--- Start TEXT PROVIDED ---
The problem: You are using Antlr 1.33 to help you design and implement a new programming language; you have a base document describing your language and you have an Antlr parser that includes all the headers, token definitions, C++ actions, and so on. Now you make a change to the language definition in your base document; your compiler is now out of date. What do you do?
USQAGMS is designed to solve the problem of keeping the compiler's parser up to date after a change in the language definition.
The core of the system is
Components 4 through 6 depend on Word Perfect and the specific publication format that I chose for my language definition document. You will have to modify the components if you use a different publication format, and/or write another extraction macro if you use something other than Word Perfect for your language definition. (Components useful for other formats and/or word processors gratefully accepted for future releases of USQAGMS.)
--- End TEXT PROVIDED ---
TASK STATEMENT: Copy the stretch of the USQAGMS text from "The problem: You" through "the language definition." word for word. The material that follows has no connection to the USQAGMS text.
--- Start INFORMATION GIVEN ---
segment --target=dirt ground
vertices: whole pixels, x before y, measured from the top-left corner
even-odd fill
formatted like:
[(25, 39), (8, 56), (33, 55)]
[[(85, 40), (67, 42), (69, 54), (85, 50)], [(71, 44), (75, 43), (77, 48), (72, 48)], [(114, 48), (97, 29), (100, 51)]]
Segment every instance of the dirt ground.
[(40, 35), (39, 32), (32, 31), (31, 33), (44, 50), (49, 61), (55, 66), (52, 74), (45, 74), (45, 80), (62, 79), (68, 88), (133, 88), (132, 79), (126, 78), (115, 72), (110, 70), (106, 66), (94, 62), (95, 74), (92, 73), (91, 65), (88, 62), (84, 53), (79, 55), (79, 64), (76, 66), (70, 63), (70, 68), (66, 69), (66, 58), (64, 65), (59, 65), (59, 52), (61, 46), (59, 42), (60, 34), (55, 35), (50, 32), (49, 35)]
--- End INFORMATION GIVEN ---
WRITTEN RESPONSE:
The problem: You are using Antlr 1.33 to help you design and implement a new programming language; you have a base document describing your language and you have an Antlr parser that includes all the headers, token definitions, C++ actions, and so on. Now you make a change to the language definition in your base document; your compiler is now out of date. What do you do?
USQAGMS is designed to solve the problem of keeping the compiler's parser up to date after a change in the language definition.